• _Data to use_
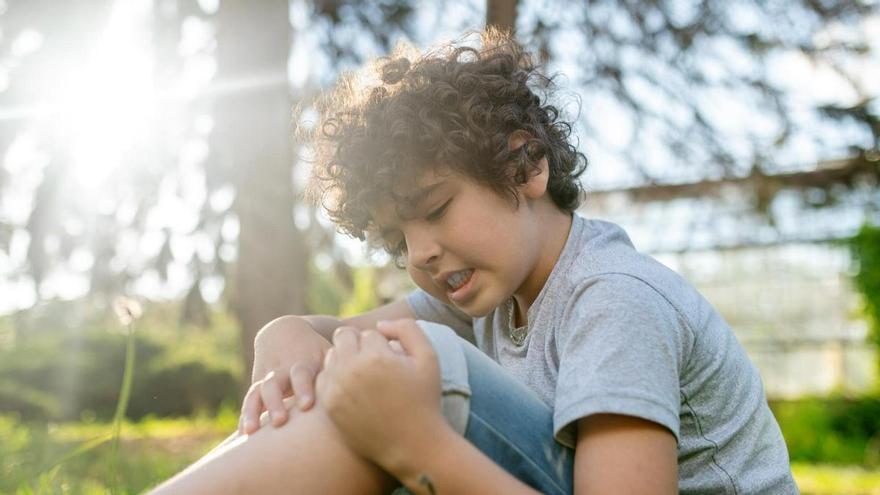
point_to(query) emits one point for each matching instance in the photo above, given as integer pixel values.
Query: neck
(553, 230)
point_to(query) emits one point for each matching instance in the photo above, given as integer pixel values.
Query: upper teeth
(457, 279)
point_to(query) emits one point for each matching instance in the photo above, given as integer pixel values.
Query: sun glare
(107, 106)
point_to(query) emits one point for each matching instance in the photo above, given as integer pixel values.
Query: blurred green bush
(834, 430)
(64, 361)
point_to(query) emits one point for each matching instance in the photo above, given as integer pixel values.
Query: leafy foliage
(836, 431)
(865, 249)
(50, 372)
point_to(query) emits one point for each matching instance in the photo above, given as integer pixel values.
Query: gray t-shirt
(614, 331)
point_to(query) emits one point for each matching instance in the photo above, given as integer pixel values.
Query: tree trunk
(253, 140)
(501, 14)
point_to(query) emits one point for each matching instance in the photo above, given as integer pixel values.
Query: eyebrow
(414, 200)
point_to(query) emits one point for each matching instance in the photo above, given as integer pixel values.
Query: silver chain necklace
(517, 334)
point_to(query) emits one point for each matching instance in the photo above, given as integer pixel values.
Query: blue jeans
(499, 415)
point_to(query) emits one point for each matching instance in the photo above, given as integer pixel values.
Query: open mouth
(459, 283)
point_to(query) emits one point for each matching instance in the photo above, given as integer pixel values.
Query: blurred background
(151, 218)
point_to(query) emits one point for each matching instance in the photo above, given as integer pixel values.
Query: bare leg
(306, 455)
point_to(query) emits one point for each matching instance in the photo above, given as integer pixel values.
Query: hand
(385, 403)
(288, 354)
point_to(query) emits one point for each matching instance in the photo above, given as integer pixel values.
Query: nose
(423, 250)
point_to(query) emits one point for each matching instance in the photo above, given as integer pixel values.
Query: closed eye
(436, 214)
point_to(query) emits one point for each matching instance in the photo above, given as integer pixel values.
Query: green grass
(818, 479)
(56, 459)
(78, 458)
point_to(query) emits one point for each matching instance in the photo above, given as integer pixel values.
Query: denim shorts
(499, 415)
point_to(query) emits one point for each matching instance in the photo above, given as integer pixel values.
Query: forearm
(323, 325)
(449, 464)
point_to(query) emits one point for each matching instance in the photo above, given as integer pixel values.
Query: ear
(536, 185)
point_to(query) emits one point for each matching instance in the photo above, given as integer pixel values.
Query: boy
(615, 375)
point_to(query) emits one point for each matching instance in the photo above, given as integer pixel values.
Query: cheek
(426, 283)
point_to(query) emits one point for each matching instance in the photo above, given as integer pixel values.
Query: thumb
(411, 336)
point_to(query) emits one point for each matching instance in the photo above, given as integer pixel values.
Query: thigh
(505, 419)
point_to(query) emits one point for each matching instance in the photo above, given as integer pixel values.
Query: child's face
(463, 230)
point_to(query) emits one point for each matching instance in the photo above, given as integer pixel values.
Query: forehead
(408, 196)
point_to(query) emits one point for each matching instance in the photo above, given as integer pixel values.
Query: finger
(251, 408)
(329, 358)
(345, 341)
(374, 341)
(412, 338)
(270, 391)
(302, 379)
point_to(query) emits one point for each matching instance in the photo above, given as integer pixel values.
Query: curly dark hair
(456, 107)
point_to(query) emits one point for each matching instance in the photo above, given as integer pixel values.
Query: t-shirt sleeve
(620, 348)
(427, 307)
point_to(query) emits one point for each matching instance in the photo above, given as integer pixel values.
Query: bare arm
(624, 454)
(325, 325)
(288, 353)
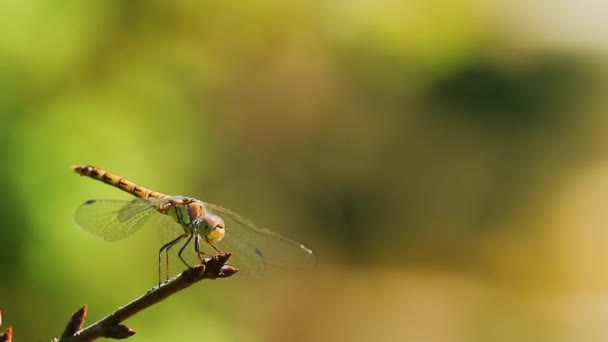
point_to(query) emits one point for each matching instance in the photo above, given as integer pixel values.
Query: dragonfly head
(214, 228)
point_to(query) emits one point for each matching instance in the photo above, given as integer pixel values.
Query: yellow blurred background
(446, 160)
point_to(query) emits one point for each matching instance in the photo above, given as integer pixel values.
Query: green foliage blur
(445, 160)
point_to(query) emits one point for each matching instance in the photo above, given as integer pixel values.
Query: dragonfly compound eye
(216, 225)
(215, 222)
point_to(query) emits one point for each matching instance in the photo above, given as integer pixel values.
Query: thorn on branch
(7, 336)
(110, 327)
(76, 322)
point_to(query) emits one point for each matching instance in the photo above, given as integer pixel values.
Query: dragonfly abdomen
(117, 181)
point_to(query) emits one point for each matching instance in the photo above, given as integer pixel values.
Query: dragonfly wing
(113, 220)
(257, 248)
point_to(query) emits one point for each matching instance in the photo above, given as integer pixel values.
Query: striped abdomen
(117, 181)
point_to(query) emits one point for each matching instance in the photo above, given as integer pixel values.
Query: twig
(110, 327)
(7, 336)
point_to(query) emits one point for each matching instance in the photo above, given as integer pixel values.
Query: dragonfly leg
(214, 247)
(181, 250)
(166, 248)
(197, 248)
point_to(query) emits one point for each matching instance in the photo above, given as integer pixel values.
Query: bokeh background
(447, 160)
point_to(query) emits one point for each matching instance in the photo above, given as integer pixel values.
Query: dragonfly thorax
(193, 216)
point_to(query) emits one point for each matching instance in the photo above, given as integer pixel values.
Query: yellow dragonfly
(191, 220)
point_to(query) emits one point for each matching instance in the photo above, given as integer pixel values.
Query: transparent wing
(113, 220)
(257, 248)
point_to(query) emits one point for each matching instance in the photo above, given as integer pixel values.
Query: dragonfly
(197, 228)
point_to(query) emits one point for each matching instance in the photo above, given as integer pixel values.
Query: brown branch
(7, 336)
(110, 327)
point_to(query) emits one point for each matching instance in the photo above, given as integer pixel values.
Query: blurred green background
(446, 160)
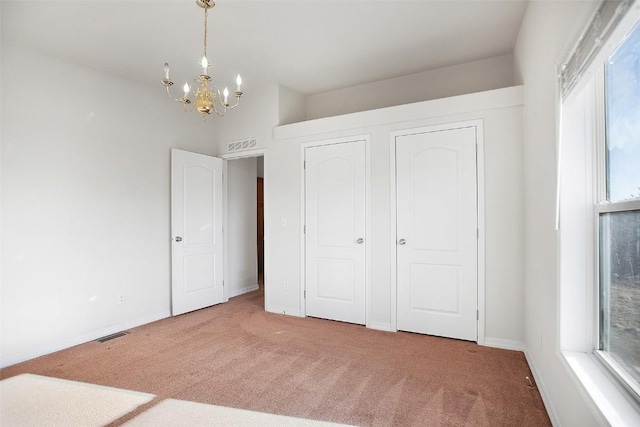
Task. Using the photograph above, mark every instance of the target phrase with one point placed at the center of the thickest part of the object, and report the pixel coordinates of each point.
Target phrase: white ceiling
(311, 46)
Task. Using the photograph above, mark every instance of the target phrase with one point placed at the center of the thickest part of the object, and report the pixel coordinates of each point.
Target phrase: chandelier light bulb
(205, 64)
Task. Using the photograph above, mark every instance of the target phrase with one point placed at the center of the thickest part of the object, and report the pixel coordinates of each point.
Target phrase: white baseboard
(285, 311)
(504, 344)
(380, 326)
(237, 292)
(546, 400)
(81, 339)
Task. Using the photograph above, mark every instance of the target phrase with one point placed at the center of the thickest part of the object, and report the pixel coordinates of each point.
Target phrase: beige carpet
(179, 413)
(33, 400)
(237, 355)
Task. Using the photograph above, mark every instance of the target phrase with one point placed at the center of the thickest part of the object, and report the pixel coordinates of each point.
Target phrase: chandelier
(207, 97)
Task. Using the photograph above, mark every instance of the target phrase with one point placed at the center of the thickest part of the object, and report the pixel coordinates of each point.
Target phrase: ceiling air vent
(244, 144)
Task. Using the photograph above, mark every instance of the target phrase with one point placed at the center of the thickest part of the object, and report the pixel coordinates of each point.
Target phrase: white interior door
(335, 231)
(196, 227)
(437, 233)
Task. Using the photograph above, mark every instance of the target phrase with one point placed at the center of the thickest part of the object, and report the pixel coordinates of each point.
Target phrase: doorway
(244, 237)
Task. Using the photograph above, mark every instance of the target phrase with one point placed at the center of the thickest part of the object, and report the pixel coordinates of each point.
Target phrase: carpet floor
(237, 355)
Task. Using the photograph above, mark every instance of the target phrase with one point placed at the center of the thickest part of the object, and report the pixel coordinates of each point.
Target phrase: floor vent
(112, 336)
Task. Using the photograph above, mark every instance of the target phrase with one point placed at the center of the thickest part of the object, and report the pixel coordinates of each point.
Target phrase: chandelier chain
(206, 10)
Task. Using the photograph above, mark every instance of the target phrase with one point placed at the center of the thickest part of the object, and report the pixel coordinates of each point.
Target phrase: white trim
(504, 344)
(544, 394)
(381, 326)
(343, 140)
(259, 152)
(603, 395)
(455, 105)
(480, 194)
(225, 227)
(81, 339)
(244, 290)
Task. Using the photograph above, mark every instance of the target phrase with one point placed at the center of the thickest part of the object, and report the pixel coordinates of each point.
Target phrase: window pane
(620, 289)
(623, 120)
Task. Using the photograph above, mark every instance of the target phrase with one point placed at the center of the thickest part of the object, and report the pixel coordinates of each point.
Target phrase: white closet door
(196, 227)
(335, 227)
(437, 233)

• _Job_
Please count the lines of the material above that contain the string "branch", matching case exactly, and reply with the number alone.

• _Completed task_
2